GOAL: Your task is to write out exactly the lines from the line containing "Identify each instance of the mobile" through the end of the records, inclusive at both ends.

Recorded data:
+ + +

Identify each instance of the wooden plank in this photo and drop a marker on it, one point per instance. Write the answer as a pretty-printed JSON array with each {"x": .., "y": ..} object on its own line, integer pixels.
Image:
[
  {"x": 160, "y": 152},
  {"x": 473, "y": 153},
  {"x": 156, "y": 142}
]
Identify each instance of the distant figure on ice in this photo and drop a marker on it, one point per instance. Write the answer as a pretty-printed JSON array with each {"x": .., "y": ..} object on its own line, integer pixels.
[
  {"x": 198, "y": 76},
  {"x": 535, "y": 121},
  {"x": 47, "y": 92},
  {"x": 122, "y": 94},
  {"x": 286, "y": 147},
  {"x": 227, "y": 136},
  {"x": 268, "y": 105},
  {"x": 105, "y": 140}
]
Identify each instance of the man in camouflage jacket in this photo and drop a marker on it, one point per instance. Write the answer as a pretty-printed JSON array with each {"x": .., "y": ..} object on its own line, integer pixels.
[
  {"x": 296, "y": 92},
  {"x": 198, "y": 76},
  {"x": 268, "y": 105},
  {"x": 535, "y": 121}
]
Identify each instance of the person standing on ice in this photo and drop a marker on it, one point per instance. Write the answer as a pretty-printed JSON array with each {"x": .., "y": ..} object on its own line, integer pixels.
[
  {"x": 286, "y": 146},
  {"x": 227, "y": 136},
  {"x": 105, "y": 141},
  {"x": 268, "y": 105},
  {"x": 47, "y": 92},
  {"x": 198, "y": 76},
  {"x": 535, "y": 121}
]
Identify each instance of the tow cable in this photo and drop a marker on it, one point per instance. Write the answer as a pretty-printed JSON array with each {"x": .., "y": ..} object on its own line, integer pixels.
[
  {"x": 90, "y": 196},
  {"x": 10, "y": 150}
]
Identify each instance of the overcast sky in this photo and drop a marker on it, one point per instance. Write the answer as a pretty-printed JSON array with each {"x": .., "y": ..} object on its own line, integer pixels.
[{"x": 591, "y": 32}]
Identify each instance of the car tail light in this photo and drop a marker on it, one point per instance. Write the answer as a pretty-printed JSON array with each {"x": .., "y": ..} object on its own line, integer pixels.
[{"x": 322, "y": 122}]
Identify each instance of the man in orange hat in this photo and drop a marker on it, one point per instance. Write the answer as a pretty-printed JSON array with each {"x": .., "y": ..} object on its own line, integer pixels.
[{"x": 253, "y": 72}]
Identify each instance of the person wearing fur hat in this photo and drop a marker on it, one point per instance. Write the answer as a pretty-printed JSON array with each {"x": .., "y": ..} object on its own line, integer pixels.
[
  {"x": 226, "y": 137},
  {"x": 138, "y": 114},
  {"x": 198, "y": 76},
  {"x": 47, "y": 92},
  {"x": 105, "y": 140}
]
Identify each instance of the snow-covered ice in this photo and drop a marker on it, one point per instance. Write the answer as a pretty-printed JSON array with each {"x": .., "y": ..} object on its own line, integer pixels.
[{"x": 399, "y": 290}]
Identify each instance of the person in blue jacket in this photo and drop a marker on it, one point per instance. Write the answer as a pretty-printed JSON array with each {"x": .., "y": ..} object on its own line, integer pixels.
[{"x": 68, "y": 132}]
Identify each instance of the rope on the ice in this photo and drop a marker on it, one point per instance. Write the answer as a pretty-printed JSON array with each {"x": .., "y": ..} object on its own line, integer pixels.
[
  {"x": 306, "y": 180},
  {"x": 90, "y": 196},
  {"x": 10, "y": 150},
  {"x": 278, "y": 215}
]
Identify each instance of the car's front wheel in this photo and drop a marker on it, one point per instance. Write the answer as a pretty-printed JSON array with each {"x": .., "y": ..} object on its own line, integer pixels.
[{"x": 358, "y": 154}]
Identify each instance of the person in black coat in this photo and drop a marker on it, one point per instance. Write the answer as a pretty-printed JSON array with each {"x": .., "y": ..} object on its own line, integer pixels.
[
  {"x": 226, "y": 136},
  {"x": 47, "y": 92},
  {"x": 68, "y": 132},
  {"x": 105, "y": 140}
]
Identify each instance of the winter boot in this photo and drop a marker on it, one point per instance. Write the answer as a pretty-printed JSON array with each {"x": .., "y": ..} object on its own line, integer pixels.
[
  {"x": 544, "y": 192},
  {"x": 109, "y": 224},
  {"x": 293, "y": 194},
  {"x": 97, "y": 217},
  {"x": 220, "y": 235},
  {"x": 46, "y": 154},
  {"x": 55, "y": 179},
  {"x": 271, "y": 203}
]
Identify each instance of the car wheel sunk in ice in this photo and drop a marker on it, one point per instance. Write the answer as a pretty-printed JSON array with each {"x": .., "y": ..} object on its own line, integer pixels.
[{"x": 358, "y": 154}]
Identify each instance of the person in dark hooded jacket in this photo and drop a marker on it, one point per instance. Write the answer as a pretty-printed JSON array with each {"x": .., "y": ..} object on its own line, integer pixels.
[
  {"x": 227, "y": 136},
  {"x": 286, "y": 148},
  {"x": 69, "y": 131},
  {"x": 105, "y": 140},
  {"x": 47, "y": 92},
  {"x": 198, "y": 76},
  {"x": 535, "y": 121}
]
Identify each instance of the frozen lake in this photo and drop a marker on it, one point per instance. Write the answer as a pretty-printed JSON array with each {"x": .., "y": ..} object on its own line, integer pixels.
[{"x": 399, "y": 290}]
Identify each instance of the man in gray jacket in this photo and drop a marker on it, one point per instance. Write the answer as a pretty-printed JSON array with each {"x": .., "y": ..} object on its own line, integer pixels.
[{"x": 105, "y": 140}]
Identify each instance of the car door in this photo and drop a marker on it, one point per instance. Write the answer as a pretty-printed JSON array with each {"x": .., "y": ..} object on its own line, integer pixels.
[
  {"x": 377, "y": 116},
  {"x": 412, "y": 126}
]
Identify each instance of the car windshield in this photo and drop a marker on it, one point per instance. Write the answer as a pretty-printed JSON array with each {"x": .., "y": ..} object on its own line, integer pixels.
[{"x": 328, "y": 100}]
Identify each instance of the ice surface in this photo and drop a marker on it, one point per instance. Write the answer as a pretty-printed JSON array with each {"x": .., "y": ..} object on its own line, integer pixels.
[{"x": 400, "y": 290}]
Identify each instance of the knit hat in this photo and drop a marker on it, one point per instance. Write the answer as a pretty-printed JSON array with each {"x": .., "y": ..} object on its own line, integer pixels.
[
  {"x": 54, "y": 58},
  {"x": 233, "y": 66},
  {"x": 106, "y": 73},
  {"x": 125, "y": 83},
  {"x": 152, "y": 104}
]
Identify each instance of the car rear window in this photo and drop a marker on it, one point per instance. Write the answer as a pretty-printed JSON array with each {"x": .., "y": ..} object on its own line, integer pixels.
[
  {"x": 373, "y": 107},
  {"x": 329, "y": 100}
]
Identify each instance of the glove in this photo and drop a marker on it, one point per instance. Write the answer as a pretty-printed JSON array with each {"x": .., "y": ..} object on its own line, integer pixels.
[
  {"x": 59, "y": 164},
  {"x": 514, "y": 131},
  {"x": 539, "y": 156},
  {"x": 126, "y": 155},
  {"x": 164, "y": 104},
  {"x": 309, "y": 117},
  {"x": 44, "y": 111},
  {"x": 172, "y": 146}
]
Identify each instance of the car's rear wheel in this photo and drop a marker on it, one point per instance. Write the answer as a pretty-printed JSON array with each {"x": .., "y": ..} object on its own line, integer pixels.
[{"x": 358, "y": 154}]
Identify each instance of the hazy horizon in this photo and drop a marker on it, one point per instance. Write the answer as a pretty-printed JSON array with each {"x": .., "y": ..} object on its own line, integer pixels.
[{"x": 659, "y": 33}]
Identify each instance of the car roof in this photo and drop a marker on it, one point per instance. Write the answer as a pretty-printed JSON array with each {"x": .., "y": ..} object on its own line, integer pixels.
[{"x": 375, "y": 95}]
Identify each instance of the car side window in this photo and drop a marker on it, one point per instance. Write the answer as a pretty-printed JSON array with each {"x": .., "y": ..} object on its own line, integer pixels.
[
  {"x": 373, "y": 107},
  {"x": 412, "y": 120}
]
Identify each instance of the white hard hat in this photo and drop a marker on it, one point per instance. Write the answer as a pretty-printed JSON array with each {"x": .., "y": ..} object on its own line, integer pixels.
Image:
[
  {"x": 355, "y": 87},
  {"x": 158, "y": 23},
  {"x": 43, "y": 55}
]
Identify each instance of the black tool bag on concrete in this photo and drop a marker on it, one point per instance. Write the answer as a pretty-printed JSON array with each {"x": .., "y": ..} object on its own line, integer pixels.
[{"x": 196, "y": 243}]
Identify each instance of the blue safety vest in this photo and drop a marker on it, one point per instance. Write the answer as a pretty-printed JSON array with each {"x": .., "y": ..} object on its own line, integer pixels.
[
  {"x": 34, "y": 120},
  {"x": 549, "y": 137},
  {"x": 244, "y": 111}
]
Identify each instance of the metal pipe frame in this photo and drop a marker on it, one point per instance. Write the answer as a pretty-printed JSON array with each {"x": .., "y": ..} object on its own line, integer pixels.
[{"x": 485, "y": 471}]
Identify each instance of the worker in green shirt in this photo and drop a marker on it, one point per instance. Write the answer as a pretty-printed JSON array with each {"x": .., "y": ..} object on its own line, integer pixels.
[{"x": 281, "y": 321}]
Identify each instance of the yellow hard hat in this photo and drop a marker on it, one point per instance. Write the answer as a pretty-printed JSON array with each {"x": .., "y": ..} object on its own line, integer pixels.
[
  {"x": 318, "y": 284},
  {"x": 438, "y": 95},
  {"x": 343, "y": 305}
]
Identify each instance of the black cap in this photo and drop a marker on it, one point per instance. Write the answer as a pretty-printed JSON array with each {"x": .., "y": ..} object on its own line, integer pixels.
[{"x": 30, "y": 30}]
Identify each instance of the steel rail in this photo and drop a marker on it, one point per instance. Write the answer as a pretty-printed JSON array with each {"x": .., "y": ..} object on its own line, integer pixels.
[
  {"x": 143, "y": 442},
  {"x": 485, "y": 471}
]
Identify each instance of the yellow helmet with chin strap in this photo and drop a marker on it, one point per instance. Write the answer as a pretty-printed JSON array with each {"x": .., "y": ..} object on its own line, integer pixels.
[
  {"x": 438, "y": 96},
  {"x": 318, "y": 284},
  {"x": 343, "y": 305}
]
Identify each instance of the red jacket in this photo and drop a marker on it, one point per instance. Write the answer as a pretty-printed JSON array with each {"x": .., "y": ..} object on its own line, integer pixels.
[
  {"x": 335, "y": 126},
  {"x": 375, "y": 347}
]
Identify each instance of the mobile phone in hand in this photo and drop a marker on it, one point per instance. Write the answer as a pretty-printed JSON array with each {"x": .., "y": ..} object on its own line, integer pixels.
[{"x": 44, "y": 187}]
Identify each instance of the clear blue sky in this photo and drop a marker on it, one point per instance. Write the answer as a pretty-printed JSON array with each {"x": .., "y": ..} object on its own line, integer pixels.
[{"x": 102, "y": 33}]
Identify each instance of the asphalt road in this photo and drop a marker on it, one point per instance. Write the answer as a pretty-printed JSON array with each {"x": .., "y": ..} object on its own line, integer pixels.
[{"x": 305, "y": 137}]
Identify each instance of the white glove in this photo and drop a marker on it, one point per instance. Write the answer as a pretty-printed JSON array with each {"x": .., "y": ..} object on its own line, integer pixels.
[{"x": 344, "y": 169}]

+ + +

EXPECTED ANSWER:
Identify each instance of the mobile phone in hand in this photo and drop a marker on it, one point per instance. Write the answer as a pretty-printed JSON array with each {"x": .., "y": ..} object on its own line, integer pixels.
[{"x": 44, "y": 187}]
Identify each instance of the clear blue sky in this photo and drop a marker on it, one point per instance. Write the answer as a pretty-printed JSON array with each {"x": .., "y": ..} object on its own line, integer pixels.
[{"x": 102, "y": 33}]
Identify each instance of the asphalt road in this photo and drop a marker on it, one point per instance. Write the answer as a pretty-printed JSON array with each {"x": .., "y": ..} object on its own line, integer pixels.
[{"x": 305, "y": 137}]
Identify each instance of the white glove in this photo and drop a marker on it, one point per instance. Write the answer as a pretty-printed JSON array with each {"x": .., "y": ..} object on its own line, integer pixels.
[{"x": 344, "y": 169}]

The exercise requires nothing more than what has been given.